REQUIREMENTS:
1) Retype the passage of the wellness hotel article from "In the world" up to and including "a mainstream hotel.".
2) Name every country mentioned in the wellness hotel article.

TEXT TO READ:
# # # # # # #

These Hotels Want to Make You Healthier

As the big hotel brands embrace wellness, you no longer need to go to a niche retreat to look and feel better.

These Hotels Want to Make You Healthier

NihiOka Spa, at Nihiwatu Resort in Indonesia, is one of many hotels taking wellness to the next level.

Photo by Tânia Araújo

In the world of hotels, the idea of wellness once meant heading off to a retreat where you might purify yourself by following a restrictive diet or spend your days meditating. Those sanctuaries are still available, but now, getting or staying healthy doesn’t require removing yourself from your day-to-day life. It can be as easy as checking into a mainstream hotel.

“We want to have on the road what we can access at home: our yoga routine, healthy food, eating vegan or vegetarian,” says Anne Dimon, president of the Wellness Tourism Association, a new industry group advocating healthy travel. “You want to return from a trip feeling better, not worse.”

At Gaige House & Ryokan, guests can relax in a creekside suite.

At Gaige House & Ryokan, guests can relax in a creekside suite.

Photo courtesy of Trinette + Chris

A growing number of brands offer guests a range of ways to restore themselves during their stays. Six Senses, which operates 16 hotels around the world from Portugal to the Maldives, offers spa treatments and wellness coaching along with cultural and culinary experiences. The new Six Senses in Bhutan, which will open fully in early 2019, comprises five lodges scattered across the world’s happiest country. As guests complete the circuit of lodges, they can visit meditation pavilions, hike to Buddhist temples, and fortify themselves with hot-stone baths. If you’d rather relax with a riverside glass of wine, you can do that, too. Closer to home, the newly renovated Carillon Miami Wellness Resort, a former Canyon Ranch spa, offers a massive gym and 300 weekly classes but also allows guests to splurge on foie gras and beet-infused Moscow mules in its restaurants.

MGM Resorts International has developed “Stay Well” guest rooms with circadian lighting and purified water and air.

MGM Resorts International has developed “Stay Well” guest rooms with circadian lighting and purified water and air.

# # # # # # #

DATA SECTION:
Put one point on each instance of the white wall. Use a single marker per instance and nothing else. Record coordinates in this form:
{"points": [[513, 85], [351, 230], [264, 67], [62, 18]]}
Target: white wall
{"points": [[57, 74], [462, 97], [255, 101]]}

# # # # # # #

ANSWERS PER TASK:
1)
In the world of hotels, the idea of wellness once meant heading off to a retreat where you might purify yourself by following a restrictive diet or spend your days meditating. Those sanctuaries are still available, but now, getting or staying healthy doesn’t require removing yourself from your day-to-day life. It can be as easy as checking into a mainstream hotel.

2) Indonesia, Portugal, the Maldives, Bhutan